Görevleriniz:
(a) Geçmiş ve unutmak üzerine yazıda "Unutmak diye bir şey yok!" cümlesinin hemen ardından unutmak nasıl bir kelime olarak niteleniyor?
(b) Geçmiş ve unutmak üzerine yazının "Emanet... Emanet... Emanet..." sözlerinden başlayıp "nasıl unutabilir ki?" sözlerine kadar, bu sözler de dahil olmak üzere, olan kısmını birebir çoğaltın.
(c) Lütfen geçmiş ve unutmak üzerine yazıyı kaldığı yerden alıp sürdürün.

Altı üstü siyah beyaz bir geçmişti hatırlamaya çalıştığım. Uykusuz geceler yatağının hemen altına, iteleye kakalaya fırlattığımı düşünüyordum. Yok... Nereye baktıysam, hangi kitabın ara sayfalarına baktıysam bulamadım. Kir pas içerisinde, dolambaçlı yollarda düşe kalka gittiğim yerden geri dönmekle yetinebildim. Birikmiş bir anı sepetinin içerisinden ne bulmayı ümit ederek bu işe giriştiğimi inanın bilmiyorum. Sanırım bugününüzde duyulması beklenilen gündelik sözlerin karşılığını, vakti zamanında duydukları arasında, hayal de olsa bitmiş de olsa bir şekilde bulmayı ümit ediyor insanoğlu. Ya da ümit ettim.
Yok işte!!
Siyah beyaz sandığım o geçmiş artık bana ait değil. Yaşanılanlar her ne olursa olsun, yaşayana ait değil midir oysa? Peki ya bu ne şimdi? Kendi haricimde benimle oyun oynamayı seven birisi daha mı var benim tanımadığım yahut varlığını bilip de önemsemediğim? Tuhaf bir karmaşa, karışıklık... Acaba diyorum, ne kadar debelensem de bir türlü ulaşamadığım bu geçmişi, farkında olmadan, yorgun bir ruh halinde mesela, birine mi emanet edip çıkıp geldim bugüne? Böyle bir olasılık mümkün olabilir mi?
Ne yaptıysam çıkamıyorum bu işin içinden... Hani bazı anlar vardır insan kendisiyle bile barışamaz. Susar, konuşmaz. Yalnız kalmayı tercih eder ama sonra bu sessizliğe katlanamaz. Kalabalığa karışayım der ama kalabalığın içinde dolaşamaz. Geleni geçeni izleyip garip bir ruh halinde gider gelir. Kısacası varlığına dair en ufak bir iz barındıramaz bedeninde...
Çekilmez bir çekimserlik...
Emanet... Emanet... Emanet...
Her yaşanmışlığı yıllarca boynumda sanki marifetmiş gibi taşımasını bilen ben, şimdi hatırlayamadıklarımla boğuşuyorum. Unutmak diye bir şey yok! Biliyorum, yalan bir kelime bu. Varsa yoksa daha nasıl kendimi kandırabilirimin boyut değiştirmiş halinden başka bir şey değil.
Bir insan nasıl unutabilir ki?
Geriye dönüldüğünde hatırlanabilen her şey unutulmuş mudur gerçekten?
Yoo, hayır. Biliyorum unutmadım. Biliyorum ben bu emaneti günün birinde geri almak için birine verdim. Güvenilir biri olmasaydı böyle bir cesaret örneği sergilemezdim ne de olsa... Ama işte, zayıf düştüğüm bir anda ya da malum titremelerimin geldiği bir acı sonrasında, hiç tanımadığım birine de verebilme olasılığım var ve ben şimdi bu olasılığı düşündükçe çıldıracak gibi oluyorum.

Gösterilen malzeme:
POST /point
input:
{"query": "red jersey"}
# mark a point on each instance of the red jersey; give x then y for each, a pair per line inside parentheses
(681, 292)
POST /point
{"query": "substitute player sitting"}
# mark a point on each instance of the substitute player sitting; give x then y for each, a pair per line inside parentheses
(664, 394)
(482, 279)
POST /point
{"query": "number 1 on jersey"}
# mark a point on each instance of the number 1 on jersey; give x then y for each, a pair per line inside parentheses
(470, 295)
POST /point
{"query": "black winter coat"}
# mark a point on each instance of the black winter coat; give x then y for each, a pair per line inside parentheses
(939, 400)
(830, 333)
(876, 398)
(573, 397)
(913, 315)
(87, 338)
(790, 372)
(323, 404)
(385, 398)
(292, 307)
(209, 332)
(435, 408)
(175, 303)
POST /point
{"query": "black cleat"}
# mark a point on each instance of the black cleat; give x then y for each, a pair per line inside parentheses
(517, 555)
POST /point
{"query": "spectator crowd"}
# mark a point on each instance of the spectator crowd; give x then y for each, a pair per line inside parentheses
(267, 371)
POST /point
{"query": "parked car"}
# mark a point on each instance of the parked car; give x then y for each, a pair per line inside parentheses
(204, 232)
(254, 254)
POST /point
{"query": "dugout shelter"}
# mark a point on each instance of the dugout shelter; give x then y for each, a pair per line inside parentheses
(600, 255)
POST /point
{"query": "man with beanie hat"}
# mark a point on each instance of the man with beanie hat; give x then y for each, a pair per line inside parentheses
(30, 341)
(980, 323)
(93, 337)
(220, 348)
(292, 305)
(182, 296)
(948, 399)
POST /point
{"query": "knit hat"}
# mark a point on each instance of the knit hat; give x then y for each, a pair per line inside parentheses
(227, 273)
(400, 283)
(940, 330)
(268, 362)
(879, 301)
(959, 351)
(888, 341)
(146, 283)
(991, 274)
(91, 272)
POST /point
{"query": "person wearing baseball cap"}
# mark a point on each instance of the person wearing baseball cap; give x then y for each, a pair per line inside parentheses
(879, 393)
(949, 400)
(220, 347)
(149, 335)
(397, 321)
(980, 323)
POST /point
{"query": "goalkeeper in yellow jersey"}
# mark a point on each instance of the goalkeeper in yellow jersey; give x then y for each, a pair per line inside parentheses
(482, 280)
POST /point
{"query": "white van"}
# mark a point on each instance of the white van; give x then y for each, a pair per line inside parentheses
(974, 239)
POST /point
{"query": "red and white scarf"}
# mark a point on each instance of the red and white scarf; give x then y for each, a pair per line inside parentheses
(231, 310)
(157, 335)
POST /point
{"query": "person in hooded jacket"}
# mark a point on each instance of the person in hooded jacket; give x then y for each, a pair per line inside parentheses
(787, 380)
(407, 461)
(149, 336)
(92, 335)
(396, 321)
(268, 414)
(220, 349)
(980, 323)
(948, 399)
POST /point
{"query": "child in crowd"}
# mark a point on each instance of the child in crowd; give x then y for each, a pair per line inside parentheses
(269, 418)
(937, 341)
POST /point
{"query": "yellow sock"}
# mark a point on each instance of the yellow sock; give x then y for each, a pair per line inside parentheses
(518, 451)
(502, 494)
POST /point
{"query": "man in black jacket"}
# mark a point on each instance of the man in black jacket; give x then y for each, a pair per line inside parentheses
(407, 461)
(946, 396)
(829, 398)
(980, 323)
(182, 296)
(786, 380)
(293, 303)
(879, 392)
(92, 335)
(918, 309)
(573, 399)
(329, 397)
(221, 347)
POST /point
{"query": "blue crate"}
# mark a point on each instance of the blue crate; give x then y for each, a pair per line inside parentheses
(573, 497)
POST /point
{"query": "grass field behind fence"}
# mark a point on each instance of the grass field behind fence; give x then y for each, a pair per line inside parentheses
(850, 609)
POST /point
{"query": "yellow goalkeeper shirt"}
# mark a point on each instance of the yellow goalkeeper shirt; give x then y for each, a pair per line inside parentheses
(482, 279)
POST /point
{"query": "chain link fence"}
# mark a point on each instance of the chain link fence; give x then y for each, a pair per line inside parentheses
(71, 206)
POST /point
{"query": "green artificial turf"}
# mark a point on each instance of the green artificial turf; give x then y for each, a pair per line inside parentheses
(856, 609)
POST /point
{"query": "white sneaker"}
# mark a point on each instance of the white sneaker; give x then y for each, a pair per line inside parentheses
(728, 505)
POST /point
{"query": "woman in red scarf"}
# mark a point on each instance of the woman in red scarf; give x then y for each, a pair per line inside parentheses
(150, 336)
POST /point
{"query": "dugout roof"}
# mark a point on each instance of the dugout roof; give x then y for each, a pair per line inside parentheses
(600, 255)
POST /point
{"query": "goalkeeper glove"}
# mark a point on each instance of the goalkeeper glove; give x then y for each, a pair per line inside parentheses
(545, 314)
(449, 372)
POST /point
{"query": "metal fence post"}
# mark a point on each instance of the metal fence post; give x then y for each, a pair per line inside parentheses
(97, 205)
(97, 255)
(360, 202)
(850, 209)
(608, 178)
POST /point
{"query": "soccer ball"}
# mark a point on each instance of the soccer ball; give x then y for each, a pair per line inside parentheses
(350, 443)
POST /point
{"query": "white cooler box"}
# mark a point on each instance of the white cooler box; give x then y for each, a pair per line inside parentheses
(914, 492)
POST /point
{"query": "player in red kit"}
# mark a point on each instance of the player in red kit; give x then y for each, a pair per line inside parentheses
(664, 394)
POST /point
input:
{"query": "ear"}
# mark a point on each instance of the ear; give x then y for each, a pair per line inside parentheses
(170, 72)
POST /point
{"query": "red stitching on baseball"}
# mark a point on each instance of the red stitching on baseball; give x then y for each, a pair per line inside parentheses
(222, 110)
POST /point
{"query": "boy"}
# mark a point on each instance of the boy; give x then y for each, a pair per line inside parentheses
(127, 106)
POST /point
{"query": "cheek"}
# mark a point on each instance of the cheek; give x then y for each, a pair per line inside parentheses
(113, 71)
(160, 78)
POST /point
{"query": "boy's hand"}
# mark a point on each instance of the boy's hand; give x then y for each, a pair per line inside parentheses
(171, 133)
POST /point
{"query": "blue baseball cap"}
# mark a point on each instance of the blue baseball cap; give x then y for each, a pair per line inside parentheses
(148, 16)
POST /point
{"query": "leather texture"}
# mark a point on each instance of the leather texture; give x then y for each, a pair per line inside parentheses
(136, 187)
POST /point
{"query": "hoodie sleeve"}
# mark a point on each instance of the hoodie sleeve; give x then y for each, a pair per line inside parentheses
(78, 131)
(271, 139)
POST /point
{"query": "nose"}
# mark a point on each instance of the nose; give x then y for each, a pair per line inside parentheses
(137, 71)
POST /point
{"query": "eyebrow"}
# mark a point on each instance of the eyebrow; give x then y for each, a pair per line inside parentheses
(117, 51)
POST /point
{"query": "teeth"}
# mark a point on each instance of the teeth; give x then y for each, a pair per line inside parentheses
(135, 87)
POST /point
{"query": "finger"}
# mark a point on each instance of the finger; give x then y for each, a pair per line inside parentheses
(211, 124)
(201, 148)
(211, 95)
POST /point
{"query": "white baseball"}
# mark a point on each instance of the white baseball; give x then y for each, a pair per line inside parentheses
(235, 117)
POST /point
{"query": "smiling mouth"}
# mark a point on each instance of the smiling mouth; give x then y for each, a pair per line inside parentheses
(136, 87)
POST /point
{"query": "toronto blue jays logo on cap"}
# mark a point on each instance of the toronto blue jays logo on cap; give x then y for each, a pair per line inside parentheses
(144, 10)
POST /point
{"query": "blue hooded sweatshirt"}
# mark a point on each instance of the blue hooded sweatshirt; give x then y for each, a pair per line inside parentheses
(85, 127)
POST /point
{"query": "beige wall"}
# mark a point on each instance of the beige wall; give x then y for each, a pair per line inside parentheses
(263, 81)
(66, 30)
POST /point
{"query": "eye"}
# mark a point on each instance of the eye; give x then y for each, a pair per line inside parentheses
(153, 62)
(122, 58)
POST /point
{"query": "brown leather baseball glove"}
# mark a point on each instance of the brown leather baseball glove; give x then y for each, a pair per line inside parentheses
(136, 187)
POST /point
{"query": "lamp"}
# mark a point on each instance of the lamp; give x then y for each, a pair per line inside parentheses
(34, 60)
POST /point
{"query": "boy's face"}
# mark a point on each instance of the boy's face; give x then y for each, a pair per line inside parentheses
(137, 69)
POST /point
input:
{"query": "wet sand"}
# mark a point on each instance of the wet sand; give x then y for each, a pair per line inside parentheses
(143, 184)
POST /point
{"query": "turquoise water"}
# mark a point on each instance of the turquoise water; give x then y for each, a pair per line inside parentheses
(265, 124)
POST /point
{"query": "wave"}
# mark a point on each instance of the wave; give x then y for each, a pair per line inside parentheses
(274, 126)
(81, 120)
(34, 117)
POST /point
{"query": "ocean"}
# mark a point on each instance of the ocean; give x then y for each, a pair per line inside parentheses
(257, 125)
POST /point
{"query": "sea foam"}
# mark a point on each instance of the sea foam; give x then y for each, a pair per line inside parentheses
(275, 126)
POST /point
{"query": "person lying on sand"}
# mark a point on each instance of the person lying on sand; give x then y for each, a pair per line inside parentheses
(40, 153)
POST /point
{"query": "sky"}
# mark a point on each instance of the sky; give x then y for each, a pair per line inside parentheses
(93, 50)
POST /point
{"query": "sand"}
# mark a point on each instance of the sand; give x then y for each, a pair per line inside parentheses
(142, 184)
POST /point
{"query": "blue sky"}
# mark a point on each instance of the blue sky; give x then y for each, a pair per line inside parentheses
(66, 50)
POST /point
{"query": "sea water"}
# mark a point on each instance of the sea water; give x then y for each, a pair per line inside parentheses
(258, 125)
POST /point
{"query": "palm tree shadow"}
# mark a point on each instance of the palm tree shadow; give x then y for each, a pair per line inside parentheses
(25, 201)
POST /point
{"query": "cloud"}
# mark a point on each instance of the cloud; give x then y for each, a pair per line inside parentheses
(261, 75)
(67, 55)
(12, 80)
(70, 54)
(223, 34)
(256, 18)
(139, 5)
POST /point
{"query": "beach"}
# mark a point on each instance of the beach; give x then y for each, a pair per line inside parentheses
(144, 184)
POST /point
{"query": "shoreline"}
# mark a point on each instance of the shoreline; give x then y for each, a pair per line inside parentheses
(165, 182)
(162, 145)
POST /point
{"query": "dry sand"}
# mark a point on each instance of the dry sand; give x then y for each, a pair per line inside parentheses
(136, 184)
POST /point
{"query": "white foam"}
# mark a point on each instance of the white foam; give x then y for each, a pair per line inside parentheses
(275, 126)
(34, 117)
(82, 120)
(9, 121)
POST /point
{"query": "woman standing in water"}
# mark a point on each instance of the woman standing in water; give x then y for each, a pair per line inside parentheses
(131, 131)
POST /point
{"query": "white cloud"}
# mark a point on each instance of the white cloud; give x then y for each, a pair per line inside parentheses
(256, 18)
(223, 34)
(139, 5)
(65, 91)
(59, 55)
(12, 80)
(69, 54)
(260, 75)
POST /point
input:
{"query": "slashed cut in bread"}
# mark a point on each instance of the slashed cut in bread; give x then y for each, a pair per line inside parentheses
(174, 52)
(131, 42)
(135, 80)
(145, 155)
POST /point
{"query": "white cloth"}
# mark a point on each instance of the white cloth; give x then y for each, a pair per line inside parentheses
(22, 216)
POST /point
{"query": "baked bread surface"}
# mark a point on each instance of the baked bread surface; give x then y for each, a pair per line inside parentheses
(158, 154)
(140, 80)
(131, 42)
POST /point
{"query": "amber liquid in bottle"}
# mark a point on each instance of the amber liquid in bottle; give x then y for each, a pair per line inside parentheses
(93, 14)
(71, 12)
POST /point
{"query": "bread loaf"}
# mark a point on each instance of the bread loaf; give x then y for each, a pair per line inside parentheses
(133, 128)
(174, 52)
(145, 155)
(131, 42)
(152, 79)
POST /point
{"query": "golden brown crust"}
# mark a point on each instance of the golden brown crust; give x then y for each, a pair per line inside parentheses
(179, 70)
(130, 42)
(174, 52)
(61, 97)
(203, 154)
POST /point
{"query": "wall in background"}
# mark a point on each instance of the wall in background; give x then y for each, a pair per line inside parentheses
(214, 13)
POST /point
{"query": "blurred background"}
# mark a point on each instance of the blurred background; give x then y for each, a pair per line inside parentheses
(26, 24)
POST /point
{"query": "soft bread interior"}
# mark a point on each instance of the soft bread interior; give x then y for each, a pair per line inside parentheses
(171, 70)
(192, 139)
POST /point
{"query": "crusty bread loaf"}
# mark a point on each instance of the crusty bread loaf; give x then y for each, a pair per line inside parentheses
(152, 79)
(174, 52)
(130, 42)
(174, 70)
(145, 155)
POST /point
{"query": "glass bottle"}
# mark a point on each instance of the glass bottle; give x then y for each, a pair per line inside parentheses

Görevlerin yanıtları:
(a) Yalan bir kelime olarak niteleniyor.

(b)
Emanet... Emanet... Emanet...
Her yaşanmışlığı yıllarca boynumda sanki marifetmiş gibi taşımasını bilen ben, şimdi hatırlayamadıklarımla boğuşuyorum. Unutmak diye bir şey yok! Biliyorum, yalan bir kelime bu. Varsa yoksa daha nasıl kendimi kandırabilirimin boyut değiştirmiş halinden başka bir şey değil.
Bir insan nasıl unutabilir ki?

(c)
Bir geçmişi birine emanet etmek!!! Kimi zaman insanın kendisi bile yüklenemiyorken böyle bir sorumluluğu, birine bunu bırakıp hayatına devam etmek...
Yok yok, dayanılır gibi değil bu sorularla başbaşa kalmak... Bir şeyler yapmalıyım en kısa zamanda. Mesela hali hazırda bir gün lazım olur diye tuttuğum defterlerimi gün ışığına çıkarmalıyım. Kıyıya köşeye savurduğum isimleri ayıklayıp her birini yeniden yaşamaya çabalamalıyım. Hissetme duygumu geri kazanmalıyım. Kaybedilmiş acıları kavlatmalıyım. Biliyorum hiçbiri kaybolmadı. Hala ruhumda bir yerlerde, benden habersiz dolaşıyorlar. Yoksa haberim var mı?
Çıldırmış olabilme ihtimalimi sorgulayabildiğime göre, hala sapasağlam kalan bir yanım var demek ki... Düşünebiliyorsam ve düşündüklerimi sıraya koyabiliyorsam, benden iş çıkar. O halde geriye, tüm bunları harekete geçirebilmek kalıyor.
Bugün her şeyden izin alayım bari. Evimin hiç kullanılmayan pembe tüllü mor perdeli odasındaki gülkurusu renklerden oluşan koltuk takımının, ikili olanına kurulayım. Uzun süredir kullanmadığım bir tütsü bulayım. Günün birinde kullanılacak dediğim mumlardan bir kaçını hiç acımadan yakayım ve olanı biteni bir kez daha sakin kafayla anlatayım kendime...
Emanet vermek mi? Olur şey değil!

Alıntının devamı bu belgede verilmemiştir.